== DOCUMENT TEXT ==

By Crystal Boehm
It doesn’t take fame or fortune to be remembered.
On Nov. 10 the Crafton Shade Tree Commission will dedicate a pin oak in Crafton Park to Walter “Shorty” Fulton, a man whose kindness helped a woman named Ellen Hughes survive a painful childhood.
Hughes, now living in Nebraska, relayed the man’s nickname and a few treasured memories that lasted through her years when she contacted Crafton Borough in October of 2021.
Hughes wanted to dedicate a bench to a man named “Shorty” who would greet her on her lunch breaks from St. Philip School and on her way home in the afternoons. The man gave her the nickname “Sugar Lump” and asked her every day what she learned. Being overweight, and having a tough time at home, Shorty was the only person in her young life to show her consistent kindness. For that, she wanted him to be remembered in their hometown.

===
== LISTED ENTRIES ==

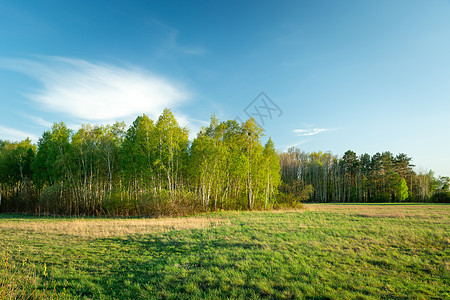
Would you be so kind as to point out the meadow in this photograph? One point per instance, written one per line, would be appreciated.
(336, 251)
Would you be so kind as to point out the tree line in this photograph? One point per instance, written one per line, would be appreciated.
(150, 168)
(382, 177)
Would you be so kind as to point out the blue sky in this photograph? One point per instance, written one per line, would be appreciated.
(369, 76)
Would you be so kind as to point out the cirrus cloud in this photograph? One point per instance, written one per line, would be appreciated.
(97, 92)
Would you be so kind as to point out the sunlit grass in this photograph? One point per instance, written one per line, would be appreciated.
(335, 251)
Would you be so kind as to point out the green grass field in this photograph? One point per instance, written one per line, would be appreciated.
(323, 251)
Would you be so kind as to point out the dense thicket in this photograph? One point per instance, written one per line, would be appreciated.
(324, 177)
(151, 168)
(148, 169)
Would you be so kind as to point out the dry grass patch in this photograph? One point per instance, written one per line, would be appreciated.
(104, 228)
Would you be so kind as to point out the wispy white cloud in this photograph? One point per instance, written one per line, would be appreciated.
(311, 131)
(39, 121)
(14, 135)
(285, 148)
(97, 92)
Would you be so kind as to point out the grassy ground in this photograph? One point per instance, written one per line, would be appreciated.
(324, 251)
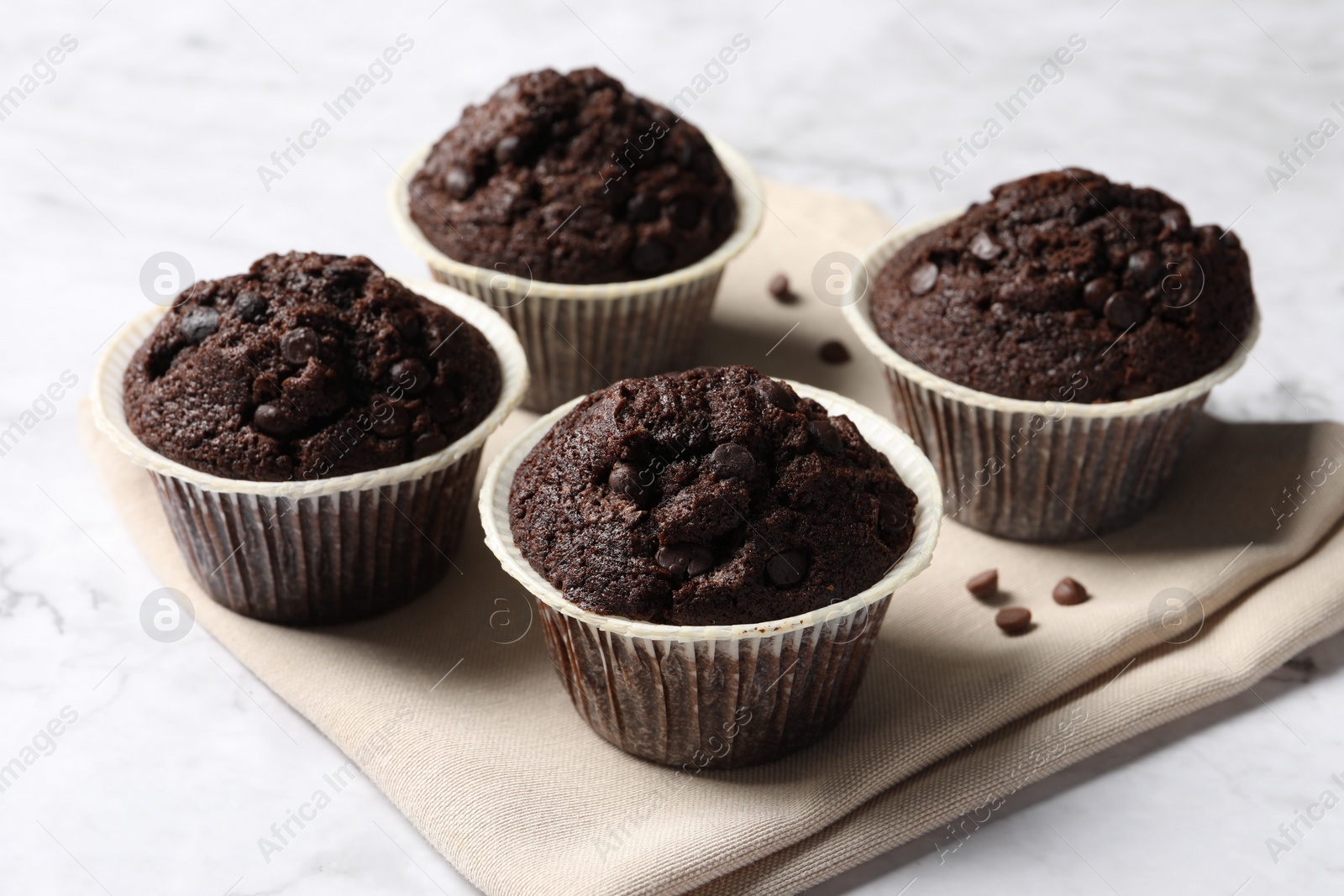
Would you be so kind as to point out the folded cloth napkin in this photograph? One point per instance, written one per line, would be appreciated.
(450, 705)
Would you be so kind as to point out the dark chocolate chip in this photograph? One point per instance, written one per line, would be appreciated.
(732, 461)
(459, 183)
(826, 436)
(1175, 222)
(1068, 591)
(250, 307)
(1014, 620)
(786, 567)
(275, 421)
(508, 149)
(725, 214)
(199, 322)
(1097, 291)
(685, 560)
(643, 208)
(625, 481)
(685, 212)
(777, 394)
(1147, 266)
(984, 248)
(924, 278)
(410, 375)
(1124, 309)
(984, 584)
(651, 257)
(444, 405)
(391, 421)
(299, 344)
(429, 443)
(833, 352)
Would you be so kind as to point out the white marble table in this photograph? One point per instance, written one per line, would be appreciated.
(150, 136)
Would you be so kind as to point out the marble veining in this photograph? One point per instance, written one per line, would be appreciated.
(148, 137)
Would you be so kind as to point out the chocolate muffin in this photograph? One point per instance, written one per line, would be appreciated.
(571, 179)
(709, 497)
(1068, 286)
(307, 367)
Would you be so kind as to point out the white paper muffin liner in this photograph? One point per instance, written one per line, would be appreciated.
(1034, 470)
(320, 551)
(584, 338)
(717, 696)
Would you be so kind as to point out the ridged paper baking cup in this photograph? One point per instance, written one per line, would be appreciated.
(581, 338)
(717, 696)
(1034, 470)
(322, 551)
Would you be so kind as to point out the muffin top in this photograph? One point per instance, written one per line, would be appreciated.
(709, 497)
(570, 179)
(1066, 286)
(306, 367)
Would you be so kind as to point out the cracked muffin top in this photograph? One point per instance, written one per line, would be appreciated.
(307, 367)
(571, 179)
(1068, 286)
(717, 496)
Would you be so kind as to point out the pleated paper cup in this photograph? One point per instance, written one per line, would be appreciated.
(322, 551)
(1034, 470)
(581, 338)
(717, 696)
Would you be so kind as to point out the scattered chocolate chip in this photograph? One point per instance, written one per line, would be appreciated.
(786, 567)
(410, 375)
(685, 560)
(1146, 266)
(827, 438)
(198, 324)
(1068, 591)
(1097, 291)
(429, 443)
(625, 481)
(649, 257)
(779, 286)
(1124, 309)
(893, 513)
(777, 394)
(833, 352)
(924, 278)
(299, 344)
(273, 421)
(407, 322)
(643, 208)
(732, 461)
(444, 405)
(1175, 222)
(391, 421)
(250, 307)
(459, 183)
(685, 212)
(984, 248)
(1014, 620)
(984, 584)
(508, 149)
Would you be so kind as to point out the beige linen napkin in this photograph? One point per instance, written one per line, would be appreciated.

===

■ TO BE DONE
- 1) Return everything from "On Nov. 10 the" down to "a painful childhood." in the article on the Crafton tree dedication, copied exactly.
- 2) According to the article on the Crafton tree dedication, what nickname did Shorty give Ellen Hughes?

■ SOLUTIONS IN ORDER
- 1)
On Nov. 10 the Crafton Shade Tree Commission will dedicate a pin oak in Crafton Park to Walter “Shorty” Fulton, a man whose kindness helped a woman named Ellen Hughes survive a painful childhood.

- 2) "Sugar Lump"